» Selected passage
==========
The 2021 United Nations Climate Change Conference (COP26), held in Glasgow, Scotland, was controversial, to say the least. Greenhouse gas was this year’s central topic. With the rising global temperature and natural disasters (hurricanes, heatwaves, fires, droughts, etc.), lowering emissions is a must.
According to NPR, emissions need to fall 45% by 2030 to reduce the globe’s temperature to 1.5 degrees Celsius by 2100 (2.7 degrees Fahrenheit). But emissions are still expected to rise 14% in the next nine years.
Over 100 countries signed a pledge to cut methane emissions by 30% by 2030. However, according to an analysis from the International Energy Agency, the pledges won’t lower emissions fast enough to keep the world’s temperature within 1.5 degrees Celsius by 2100.
Another major point argued was the billions of dollars natural disasters—that mostly stem from rising greenhouse gas emissions—cost poorer countries. Droughts have wiped out crops, and rising sea levels have forced entire villages to relocate. And developed countries have yet to make do with their promise to provide the $100 billion in climate finance to help poor nations reduce their emissions with renewable energy. In fact, the money that was sent to struggling countries was sent in the form of loans, which keeps them in a state of dependency and impoverishment.
Many would describe this behavior as “colonial,” and no one brought that point home at this year’s conference harder than Indian historian and journalist Vijay Prashad.
==========
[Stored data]
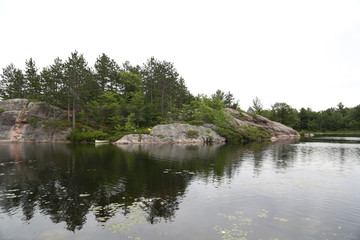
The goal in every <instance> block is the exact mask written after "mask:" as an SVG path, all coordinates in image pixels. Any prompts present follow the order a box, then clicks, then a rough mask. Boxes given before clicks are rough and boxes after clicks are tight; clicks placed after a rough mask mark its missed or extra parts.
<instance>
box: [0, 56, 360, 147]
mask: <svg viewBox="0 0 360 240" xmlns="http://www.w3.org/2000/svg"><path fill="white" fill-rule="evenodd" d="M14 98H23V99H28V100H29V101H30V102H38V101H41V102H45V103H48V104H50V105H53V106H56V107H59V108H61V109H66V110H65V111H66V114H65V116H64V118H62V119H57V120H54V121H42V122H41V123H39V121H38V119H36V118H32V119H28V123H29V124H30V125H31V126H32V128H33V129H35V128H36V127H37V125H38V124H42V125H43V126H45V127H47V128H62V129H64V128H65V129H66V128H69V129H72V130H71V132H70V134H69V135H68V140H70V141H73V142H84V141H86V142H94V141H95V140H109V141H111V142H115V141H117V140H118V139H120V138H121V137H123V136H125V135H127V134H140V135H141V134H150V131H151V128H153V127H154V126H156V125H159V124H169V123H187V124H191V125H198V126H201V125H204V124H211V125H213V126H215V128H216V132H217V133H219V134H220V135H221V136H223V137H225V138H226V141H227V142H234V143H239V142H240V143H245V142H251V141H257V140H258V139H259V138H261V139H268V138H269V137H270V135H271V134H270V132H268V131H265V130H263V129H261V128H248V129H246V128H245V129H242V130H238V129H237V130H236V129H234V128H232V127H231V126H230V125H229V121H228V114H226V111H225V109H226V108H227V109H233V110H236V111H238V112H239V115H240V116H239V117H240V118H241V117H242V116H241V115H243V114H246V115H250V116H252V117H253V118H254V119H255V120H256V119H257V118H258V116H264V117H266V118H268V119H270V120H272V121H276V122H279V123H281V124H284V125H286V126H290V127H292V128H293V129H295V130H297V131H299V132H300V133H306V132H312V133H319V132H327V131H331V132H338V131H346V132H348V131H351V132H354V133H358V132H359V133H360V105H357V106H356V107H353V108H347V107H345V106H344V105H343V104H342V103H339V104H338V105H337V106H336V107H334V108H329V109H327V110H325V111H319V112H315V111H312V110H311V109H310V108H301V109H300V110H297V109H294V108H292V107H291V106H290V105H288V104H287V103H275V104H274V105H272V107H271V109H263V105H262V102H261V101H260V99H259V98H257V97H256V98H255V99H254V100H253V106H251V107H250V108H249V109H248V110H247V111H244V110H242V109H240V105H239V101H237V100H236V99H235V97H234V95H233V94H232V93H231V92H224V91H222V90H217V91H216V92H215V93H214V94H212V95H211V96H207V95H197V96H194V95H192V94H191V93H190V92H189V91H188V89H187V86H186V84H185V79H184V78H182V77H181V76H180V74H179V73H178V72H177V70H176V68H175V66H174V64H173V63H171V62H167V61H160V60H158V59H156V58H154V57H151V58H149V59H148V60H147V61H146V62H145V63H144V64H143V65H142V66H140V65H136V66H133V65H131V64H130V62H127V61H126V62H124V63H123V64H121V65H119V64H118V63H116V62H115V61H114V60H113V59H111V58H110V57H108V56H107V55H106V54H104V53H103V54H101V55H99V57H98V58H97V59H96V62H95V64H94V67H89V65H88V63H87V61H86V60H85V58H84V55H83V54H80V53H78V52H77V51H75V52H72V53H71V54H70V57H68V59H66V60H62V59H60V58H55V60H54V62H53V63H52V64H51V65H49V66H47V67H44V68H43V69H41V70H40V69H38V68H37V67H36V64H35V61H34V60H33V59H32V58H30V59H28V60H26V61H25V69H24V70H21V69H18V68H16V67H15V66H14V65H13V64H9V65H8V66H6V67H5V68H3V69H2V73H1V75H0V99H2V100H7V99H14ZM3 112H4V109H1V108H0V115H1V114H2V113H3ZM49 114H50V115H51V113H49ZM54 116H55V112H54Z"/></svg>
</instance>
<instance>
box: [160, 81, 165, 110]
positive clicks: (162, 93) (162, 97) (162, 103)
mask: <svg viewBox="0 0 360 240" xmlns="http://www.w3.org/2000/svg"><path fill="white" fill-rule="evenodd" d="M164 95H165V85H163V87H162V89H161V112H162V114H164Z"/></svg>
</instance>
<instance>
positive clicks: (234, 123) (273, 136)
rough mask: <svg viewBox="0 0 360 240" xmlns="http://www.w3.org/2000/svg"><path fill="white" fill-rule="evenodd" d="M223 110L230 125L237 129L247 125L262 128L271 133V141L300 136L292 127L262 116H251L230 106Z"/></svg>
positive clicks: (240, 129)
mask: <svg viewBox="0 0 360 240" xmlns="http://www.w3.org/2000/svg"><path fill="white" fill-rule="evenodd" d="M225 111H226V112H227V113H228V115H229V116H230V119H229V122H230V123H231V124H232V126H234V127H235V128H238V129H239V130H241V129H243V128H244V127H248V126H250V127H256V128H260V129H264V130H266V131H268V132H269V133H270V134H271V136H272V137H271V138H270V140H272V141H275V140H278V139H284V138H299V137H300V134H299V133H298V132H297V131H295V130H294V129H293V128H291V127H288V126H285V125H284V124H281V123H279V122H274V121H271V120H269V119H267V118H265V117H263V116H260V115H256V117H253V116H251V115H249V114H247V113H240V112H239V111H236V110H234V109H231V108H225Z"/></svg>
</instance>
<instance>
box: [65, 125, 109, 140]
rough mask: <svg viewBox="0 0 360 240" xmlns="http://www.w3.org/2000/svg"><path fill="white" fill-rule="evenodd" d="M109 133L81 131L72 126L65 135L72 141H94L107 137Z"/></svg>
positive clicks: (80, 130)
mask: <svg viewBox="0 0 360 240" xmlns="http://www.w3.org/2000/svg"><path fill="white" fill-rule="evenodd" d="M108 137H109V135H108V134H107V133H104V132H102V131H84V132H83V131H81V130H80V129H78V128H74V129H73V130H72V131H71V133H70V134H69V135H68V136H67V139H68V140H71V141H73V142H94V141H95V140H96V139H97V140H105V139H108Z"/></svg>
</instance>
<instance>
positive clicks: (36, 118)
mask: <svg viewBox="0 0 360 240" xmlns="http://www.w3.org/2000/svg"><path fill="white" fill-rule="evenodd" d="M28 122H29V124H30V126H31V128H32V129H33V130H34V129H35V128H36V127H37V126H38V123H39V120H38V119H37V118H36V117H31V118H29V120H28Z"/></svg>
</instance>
==========
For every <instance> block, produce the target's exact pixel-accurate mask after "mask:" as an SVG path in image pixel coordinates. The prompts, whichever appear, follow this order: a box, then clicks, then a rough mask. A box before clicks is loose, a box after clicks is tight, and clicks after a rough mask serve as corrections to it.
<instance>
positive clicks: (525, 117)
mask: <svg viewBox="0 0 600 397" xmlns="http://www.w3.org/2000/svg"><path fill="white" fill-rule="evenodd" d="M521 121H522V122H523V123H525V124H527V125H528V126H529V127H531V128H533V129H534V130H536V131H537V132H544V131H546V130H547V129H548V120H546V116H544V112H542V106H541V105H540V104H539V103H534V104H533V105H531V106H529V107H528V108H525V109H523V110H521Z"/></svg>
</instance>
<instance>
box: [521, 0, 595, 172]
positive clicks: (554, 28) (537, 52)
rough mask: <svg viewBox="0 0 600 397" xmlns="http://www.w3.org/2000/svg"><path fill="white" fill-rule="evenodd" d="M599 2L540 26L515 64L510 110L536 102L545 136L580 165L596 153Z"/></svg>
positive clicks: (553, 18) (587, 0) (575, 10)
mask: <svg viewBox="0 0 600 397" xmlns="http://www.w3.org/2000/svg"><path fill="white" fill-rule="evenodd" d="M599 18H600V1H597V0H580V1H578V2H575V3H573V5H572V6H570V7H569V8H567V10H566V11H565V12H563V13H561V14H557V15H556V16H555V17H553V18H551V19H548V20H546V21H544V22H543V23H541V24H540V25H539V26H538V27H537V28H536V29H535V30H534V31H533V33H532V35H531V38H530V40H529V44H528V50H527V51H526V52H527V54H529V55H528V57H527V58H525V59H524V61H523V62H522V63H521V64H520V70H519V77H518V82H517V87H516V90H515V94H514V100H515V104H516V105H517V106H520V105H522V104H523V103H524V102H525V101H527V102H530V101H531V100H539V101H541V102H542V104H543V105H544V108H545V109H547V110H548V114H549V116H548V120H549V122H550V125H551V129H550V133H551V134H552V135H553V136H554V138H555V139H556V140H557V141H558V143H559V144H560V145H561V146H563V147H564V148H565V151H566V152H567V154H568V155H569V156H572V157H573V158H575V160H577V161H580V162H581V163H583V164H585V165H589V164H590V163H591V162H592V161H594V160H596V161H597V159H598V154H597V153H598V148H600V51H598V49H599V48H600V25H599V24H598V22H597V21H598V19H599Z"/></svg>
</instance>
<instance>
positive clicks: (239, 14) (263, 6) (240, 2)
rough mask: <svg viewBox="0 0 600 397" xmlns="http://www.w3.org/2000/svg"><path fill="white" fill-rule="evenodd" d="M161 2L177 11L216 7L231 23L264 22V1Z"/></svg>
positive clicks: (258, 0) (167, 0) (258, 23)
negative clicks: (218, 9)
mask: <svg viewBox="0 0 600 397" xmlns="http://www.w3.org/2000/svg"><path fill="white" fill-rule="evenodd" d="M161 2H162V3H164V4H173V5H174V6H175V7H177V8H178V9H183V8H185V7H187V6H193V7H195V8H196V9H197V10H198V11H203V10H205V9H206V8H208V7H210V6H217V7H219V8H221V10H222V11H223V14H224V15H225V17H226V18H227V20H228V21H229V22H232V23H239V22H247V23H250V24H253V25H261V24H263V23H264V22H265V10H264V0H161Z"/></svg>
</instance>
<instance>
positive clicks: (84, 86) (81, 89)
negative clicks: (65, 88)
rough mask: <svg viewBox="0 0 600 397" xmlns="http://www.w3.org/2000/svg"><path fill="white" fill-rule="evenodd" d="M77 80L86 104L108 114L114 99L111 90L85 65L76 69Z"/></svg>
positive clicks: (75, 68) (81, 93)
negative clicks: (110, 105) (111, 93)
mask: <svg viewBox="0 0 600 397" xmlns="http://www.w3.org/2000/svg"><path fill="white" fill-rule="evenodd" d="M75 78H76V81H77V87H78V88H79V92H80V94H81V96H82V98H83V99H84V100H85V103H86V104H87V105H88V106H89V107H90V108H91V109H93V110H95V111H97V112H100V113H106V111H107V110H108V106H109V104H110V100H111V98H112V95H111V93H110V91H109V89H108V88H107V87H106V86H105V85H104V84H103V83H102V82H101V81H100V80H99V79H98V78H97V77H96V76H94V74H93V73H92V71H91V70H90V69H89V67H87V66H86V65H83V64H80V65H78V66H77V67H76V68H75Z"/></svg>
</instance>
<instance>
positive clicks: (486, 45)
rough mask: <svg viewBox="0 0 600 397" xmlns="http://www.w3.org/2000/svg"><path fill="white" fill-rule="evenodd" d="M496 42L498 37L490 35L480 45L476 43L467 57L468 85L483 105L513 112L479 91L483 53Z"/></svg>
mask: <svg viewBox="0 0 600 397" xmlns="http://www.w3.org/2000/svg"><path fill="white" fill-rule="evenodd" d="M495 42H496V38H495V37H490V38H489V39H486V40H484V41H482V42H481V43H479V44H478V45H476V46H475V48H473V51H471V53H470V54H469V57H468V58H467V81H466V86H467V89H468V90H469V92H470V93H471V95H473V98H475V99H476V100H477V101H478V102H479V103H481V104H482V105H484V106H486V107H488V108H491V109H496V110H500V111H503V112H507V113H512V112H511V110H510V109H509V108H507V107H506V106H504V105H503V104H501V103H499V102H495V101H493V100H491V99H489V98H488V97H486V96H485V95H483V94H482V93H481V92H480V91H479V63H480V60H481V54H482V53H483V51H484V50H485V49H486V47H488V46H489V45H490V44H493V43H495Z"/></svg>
==========
» About this task
Reproduce the full passage on the COP26 climate conference in Glasgow word for word.

» Problem solution
The 2021 United Nations Climate Change Conference (COP26), held in Glasgow, Scotland, was controversial, to say the least. Greenhouse gas was this year’s central topic. With the rising global temperature and natural disasters (hurricanes, heatwaves, fires, droughts, etc.), lowering emissions is a must.
According to NPR, emissions need to fall 45% by 2030 to reduce the globe’s temperature to 1.5 degrees Celsius by 2100 (2.7 degrees Fahrenheit). But emissions are still expected to rise 14% in the next nine years.
Over 100 countries signed a pledge to cut methane emissions by 30% by 2030. However, according to an analysis from the International Energy Agency, the pledges won’t lower emissions fast enough to keep the world’s temperature within 1.5 degrees Celsius by 2100.
Another major point argued was the billions of dollars natural disasters—that mostly stem from rising greenhouse gas emissions—cost poorer countries. Droughts have wiped out crops, and rising sea levels have forced entire villages to relocate. And developed countries have yet to make do with their promise to provide the $100 billion in climate finance to help poor nations reduce their emissions with renewable energy. In fact, the money that was sent to struggling countries was sent in the form of loans, which keeps them in a state of dependency and impoverishment.
Many would describe this behavior as “colonial,” and no one brought that point home at this year’s conference harder than Indian historian and journalist Vijay Prashad.